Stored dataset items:
···
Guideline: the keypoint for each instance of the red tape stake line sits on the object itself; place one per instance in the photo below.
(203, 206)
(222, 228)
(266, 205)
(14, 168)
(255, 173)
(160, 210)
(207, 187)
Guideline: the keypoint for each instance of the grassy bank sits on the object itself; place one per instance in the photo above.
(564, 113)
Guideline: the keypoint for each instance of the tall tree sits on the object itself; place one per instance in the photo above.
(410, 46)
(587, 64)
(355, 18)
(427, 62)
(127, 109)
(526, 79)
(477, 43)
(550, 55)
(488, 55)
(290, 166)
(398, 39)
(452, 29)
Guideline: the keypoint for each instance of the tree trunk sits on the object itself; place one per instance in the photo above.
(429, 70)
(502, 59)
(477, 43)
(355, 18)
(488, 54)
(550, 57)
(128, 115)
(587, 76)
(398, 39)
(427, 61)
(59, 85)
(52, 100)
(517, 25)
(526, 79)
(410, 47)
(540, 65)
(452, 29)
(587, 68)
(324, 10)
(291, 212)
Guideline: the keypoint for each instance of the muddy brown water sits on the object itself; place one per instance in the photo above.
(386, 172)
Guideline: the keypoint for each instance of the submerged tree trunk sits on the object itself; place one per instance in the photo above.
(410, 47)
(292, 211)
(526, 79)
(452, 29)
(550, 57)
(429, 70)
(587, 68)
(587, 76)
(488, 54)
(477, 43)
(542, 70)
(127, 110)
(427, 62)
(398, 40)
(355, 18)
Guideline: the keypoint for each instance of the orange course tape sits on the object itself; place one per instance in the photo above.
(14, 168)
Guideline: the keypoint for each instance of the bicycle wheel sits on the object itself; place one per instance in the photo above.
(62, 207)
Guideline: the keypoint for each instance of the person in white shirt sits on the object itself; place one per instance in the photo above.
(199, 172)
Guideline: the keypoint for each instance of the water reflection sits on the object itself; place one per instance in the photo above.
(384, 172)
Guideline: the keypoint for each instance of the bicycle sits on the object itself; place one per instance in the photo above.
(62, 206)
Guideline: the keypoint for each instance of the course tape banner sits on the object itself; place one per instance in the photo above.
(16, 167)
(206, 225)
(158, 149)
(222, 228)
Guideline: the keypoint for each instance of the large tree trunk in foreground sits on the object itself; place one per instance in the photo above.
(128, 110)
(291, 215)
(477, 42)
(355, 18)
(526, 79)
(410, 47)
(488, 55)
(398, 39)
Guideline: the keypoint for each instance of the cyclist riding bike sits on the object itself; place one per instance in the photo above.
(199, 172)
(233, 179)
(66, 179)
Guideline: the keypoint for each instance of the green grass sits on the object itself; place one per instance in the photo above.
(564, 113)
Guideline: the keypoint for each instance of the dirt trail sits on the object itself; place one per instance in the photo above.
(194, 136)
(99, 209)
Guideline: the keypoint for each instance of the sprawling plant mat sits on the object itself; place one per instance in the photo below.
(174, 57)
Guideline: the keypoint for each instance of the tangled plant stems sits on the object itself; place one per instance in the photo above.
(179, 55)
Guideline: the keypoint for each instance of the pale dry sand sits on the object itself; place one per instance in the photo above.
···
**THE PROBLEM**
Exactly as they are written, print the entries again.

**WRITTEN SOLUTION**
Guideline: the keypoint for each instance of the red tape stake line sits on the object itself; place one per instance in the photo below.
(203, 206)
(222, 228)
(266, 205)
(14, 168)
(255, 173)
(160, 210)
(207, 187)
Guideline: the keypoint for each instance of the grassy bank sits on the object itself; place one per instance in the photo above.
(564, 113)
Guideline: the keypoint for each instance of the tall tree sits on the object itself; place one per instance in the photo above.
(410, 46)
(587, 64)
(355, 18)
(427, 62)
(127, 109)
(526, 79)
(477, 43)
(550, 55)
(488, 55)
(290, 166)
(398, 39)
(452, 29)
Guideline: the keypoint for each instance of the tree trunk sits on the object itself; place one per instance in the photo above.
(429, 70)
(502, 59)
(477, 43)
(355, 18)
(488, 54)
(550, 57)
(128, 115)
(587, 76)
(398, 39)
(427, 61)
(59, 85)
(52, 100)
(517, 25)
(526, 79)
(410, 47)
(540, 65)
(452, 29)
(587, 68)
(324, 10)
(291, 212)
Guideline: the keypoint for each instance of the muddy brown water sits on the object itself; place one per instance in the photo above.
(386, 172)
Guideline: the keypoint for each instance of the submerged tree trunk sits on the object itself; place one per instance in the photo above.
(410, 47)
(292, 211)
(526, 79)
(452, 29)
(550, 57)
(429, 70)
(587, 68)
(587, 76)
(488, 54)
(477, 43)
(542, 70)
(127, 110)
(427, 62)
(398, 40)
(355, 18)
Guideline: the keypoint for each instance of the orange course tape sits on the object itself; place one per instance in the photo above.
(14, 168)
Guideline: the keypoint for each instance of the bicycle wheel sits on the object itself; place one per instance in the photo above.
(62, 207)
Guideline: the keypoint for each instance of the person in white shirt sits on the object itself; place one per instance in the photo above.
(199, 172)
Guideline: the keypoint for each instance of the water reflection sits on the object itself; place one per instance in the photo above.
(384, 172)
Guideline: the keypoint for each instance of the bicycle sits on the object itself; place one per instance in the photo above.
(62, 206)
Guideline: the keypoint for each instance of the course tape banner sits on the object itself; place one per instance in the photo above.
(16, 167)
(206, 225)
(158, 149)
(222, 228)
Guideline: the keypoint for each instance of the large tree trunk in foreground sits on the object itself; place one per instance in the photo above.
(128, 110)
(291, 215)
(477, 42)
(355, 18)
(526, 79)
(410, 47)
(488, 55)
(398, 39)
Guideline: the keypoint for each instance of the cyclist riding bike sits on the object itself; place one per instance in the photo above.
(199, 172)
(233, 179)
(66, 179)
Guideline: the keypoint for each instance of the green grass sits on the object itself; place one per instance in the photo above.
(564, 113)
Guideline: the keypoint for each instance of the dirt trail sits on the object itself; place one per instance in the photo above.
(194, 136)
(99, 209)
Guideline: the keypoint for each instance of the sprawling plant mat sits on the object itself; place one per instance in the photo below.
(174, 57)
Guideline: the keypoint for each instance of the tangled plant stems sits on the object itself; place one per instance in the photo above.
(179, 55)
Guideline: the keypoint for each instance of the pale dry sand sits on the object itself; place one per instance in the photo above.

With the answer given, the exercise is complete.